■ What the task asks ■
Present every line of the records below as a numbered list, and leave out any blank lines.

Records for position identification
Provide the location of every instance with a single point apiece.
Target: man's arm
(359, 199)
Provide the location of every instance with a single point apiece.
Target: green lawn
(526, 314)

■ Solution ■
1. Provide the location of every instance with a single point apiece.
2. Target: man's arm
3. (359, 199)
4. Provide the location of every instance with a single point apiece.
5. Target: green lawn
6. (526, 314)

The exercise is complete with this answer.